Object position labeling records
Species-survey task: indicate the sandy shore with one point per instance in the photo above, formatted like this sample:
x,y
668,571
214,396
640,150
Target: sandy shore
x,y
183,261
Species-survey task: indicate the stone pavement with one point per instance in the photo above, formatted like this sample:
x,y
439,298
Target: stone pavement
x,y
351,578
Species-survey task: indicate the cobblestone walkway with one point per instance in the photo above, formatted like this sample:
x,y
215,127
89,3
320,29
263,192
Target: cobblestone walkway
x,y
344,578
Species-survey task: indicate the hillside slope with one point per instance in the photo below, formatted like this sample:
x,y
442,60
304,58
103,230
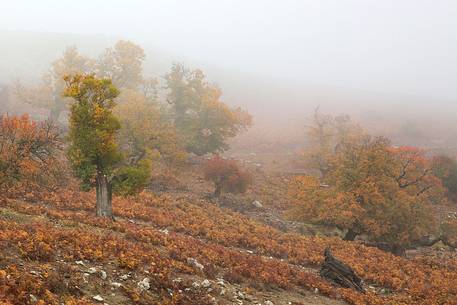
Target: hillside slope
x,y
176,249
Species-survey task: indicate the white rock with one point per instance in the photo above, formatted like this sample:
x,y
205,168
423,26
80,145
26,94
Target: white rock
x,y
193,262
144,284
196,285
257,204
98,298
124,277
103,274
116,284
92,270
206,283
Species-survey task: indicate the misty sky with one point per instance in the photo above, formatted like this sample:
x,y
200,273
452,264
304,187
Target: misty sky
x,y
390,46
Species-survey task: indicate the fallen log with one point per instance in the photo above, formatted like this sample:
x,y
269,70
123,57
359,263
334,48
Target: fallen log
x,y
339,273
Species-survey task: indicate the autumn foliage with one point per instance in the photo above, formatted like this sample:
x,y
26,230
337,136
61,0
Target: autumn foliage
x,y
27,150
373,188
226,175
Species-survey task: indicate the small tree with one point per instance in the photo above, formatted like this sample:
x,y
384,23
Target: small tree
x,y
27,148
375,189
93,151
445,168
48,94
226,176
203,121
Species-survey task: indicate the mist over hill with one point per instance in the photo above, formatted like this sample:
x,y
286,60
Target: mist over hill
x,y
406,119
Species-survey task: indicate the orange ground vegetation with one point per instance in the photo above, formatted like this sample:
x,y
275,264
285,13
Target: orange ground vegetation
x,y
216,237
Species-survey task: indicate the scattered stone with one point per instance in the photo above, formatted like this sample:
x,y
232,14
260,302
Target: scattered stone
x,y
116,284
98,298
144,284
103,274
124,277
85,277
196,285
193,262
257,204
239,295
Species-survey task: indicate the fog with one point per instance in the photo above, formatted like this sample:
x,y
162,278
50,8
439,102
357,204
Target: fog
x,y
382,61
407,47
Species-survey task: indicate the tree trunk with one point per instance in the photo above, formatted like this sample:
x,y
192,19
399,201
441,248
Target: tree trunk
x,y
218,190
340,273
350,235
104,196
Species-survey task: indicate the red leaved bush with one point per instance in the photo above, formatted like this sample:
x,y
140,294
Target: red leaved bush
x,y
226,175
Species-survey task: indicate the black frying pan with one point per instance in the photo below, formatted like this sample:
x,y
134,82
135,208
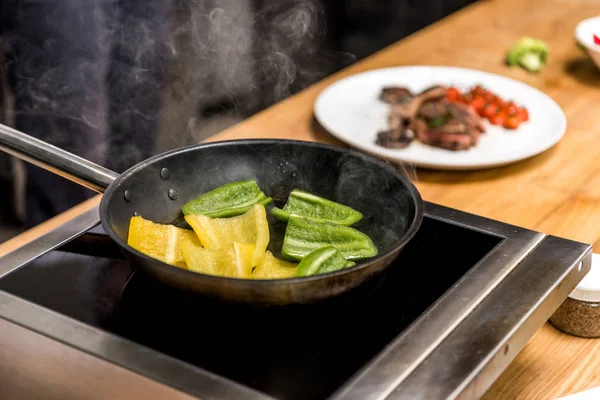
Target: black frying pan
x,y
158,187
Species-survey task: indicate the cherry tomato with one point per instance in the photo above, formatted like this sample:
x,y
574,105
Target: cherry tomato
x,y
497,119
523,115
500,102
452,94
511,123
511,109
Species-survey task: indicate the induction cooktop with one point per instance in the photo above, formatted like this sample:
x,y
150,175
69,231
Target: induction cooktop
x,y
442,321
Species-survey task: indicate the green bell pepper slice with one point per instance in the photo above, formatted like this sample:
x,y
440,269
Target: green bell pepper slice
x,y
321,261
303,236
316,208
228,200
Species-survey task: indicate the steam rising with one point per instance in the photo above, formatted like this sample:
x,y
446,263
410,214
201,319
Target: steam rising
x,y
136,71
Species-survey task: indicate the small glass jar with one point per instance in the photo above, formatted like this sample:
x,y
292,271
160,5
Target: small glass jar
x,y
579,314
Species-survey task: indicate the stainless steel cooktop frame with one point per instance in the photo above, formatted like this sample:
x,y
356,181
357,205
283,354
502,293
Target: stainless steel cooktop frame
x,y
455,350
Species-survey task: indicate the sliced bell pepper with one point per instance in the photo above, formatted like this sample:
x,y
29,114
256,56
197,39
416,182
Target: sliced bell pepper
x,y
316,208
217,233
270,267
321,261
303,236
159,241
229,200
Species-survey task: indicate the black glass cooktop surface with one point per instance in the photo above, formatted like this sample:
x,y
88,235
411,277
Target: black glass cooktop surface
x,y
299,352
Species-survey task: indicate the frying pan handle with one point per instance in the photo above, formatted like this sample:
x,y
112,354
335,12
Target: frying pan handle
x,y
53,159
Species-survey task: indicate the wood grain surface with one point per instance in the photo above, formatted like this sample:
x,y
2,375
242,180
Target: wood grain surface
x,y
557,192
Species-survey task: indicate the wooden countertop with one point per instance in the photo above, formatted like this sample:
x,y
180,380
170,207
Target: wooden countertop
x,y
557,192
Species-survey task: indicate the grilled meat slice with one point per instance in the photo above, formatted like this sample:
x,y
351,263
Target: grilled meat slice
x,y
395,95
466,114
430,118
409,108
433,109
395,138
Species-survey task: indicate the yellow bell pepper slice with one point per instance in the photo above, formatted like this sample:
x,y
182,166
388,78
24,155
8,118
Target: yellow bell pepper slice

Requirement >>
Rewrite the records with every "Species-survey task" switched to "Point-labeling task" and nothing else changed, leaving the pictures out.

Solved problem >>
Point-labeling task: indicate the sandy shore with one point per instance in the photo above, formatted like this sample:
x,y
668,571
214,396
640,150
Target: sandy shore
x,y
183,261
Point-labeling task: indicate the stone pavement with one point per instance in the photo above, formatted like this sample:
x,y
439,298
Target: stone pavement
x,y
351,578
Point-labeling task: indicate the cobblestone walkway with one point per instance in the photo above, formatted like this sample:
x,y
215,127
89,3
320,29
263,192
Target: cobblestone walkway
x,y
344,578
Point-labeling task: indicate the hillside slope with one point per instance in the photo below, formatted like this sample:
x,y
442,60
304,58
103,230
Target: hillside slope
x,y
176,249
Point-labeling task: indicate the white rock with one point per instance in the photo above, formatted like this sample:
x,y
205,168
423,26
80,145
26,94
Target: white rock
x,y
193,262
144,284
196,285
257,204
98,298
124,277
103,274
116,284
92,270
206,283
Point-labeling task: indicate the misty sky with one point per instance in the photo above, formatted like this sample:
x,y
200,273
452,264
304,187
Target: misty sky
x,y
390,46
Point-labeling task: indicate the fallen log with one point per instance in the photo above, formatted like this sample:
x,y
269,70
123,57
359,263
334,48
Target: fallen log
x,y
339,273
Point-labeling task: indicate the autumn foliage with one point per instance in the photo above, formatted like this sample:
x,y
26,230
337,136
61,0
Target: autumn foliage
x,y
27,150
373,188
226,175
Point-labeling task: indicate the small tree with one point per instance in the photo above, formatted like this sample:
x,y
384,23
Target: small tree
x,y
27,148
375,189
93,151
445,168
48,94
226,176
203,121
Point-labeling task: indicate the mist over hill with one point per instance in the photo above, formatted like this sample:
x,y
286,60
Target: mist over hill
x,y
406,119
Point-labeling task: indicate the orange ground vegetation with one point per instance in the photo above, formatted like this sample:
x,y
275,264
285,13
Target: orange ground vegetation
x,y
216,237
Point-labeling task: indicate the scattered stone with one point per instance in the photo above, formatted like this sample:
x,y
232,14
260,302
Target: scattered stone
x,y
116,284
98,298
144,284
103,274
124,277
85,277
196,285
193,262
257,204
239,295
Point-labeling task: indicate the fog with one point per instance in the photo above, formatted like this sample:
x,y
162,278
50,8
439,102
357,204
Target: fog
x,y
382,61
407,47
Point-labeling task: indicate the tree trunk with one point per instance in the photo above, formatted like this sample:
x,y
192,19
399,201
441,248
Target: tree trunk
x,y
218,190
340,273
350,235
104,196
Point-labeling task: indicate the red leaved bush with one point per instance in the photo above, formatted like this sample:
x,y
140,294
Target: red leaved bush
x,y
226,175
Point-labeling task: indicate the black frying pan with one point per instance in the photo below, formatted like this sample:
x,y
134,82
135,208
Target: black frying pan
x,y
158,187
Point-labeling task: indicate the cherry tomato with one point per instance in the photo above, formatted like this sample:
x,y
574,105
Target: cherry tomato
x,y
497,119
523,115
500,102
452,94
511,123
511,109
Point-labeling task: indicate the induction cooktop with one point per instance in the photo above, formatted like this sample:
x,y
150,175
69,231
Target: induction cooktop
x,y
442,321
Point-labeling task: indicate the green bell pepper slice with one point per instance in the photo above, formatted like this sample:
x,y
440,269
Target: green bell pepper slice
x,y
321,261
303,236
316,208
228,200
Point-labeling task: indicate the steam rising with one point per instance in the photo above, formatted like this sample:
x,y
446,263
410,214
201,319
Target: steam rising
x,y
136,71
Point-labeling task: indicate the small glass jar with one point per instance in the photo above, formatted like this sample:
x,y
292,271
160,5
Target: small glass jar
x,y
579,314
Point-labeling task: indicate the stainless steel cooktop frame with one point per instance in the photo above, formatted like this sample:
x,y
356,181
357,205
283,354
502,293
Target: stainless steel cooktop frame
x,y
455,350
Point-labeling task: indicate the sliced bell pepper with one point per instance in the photo above, formatted like this sample:
x,y
29,114
256,56
197,39
416,182
Target: sliced bell pepper
x,y
316,208
217,233
270,267
321,261
303,236
159,241
229,200
Point-labeling task: indicate the black glass cooktop surface with one point per instance in the photo above, formatted like this sample:
x,y
88,235
411,277
Target: black glass cooktop surface
x,y
299,352
Point-labeling task: indicate the frying pan handle with one point per instance in the photo above, formatted like this sample:
x,y
112,354
335,12
Target: frying pan handle
x,y
53,159
Point-labeling task: indicate the wood grain surface with one point per instance in the photo above, formatted like this sample:
x,y
2,375
242,180
Target: wood grain surface
x,y
557,192
Point-labeling task: indicate the wooden countertop with one point per instance in the photo above, formatted like this sample:
x,y
180,380
170,207
Target: wooden countertop
x,y
557,192
Point-labeling task: indicate the grilled meat slice with one point per instance in the photo above, formatted like this sample:
x,y
351,263
Target: grilled meat slice
x,y
395,95
466,114
430,118
409,108
433,109
395,138
Point-labeling task: indicate the yellow bell pepper slice with one point per instance in the photo above, formatted like this sample:
x,y
182,166
388,78
24,155
8,118
Target: yellow bell pepper slice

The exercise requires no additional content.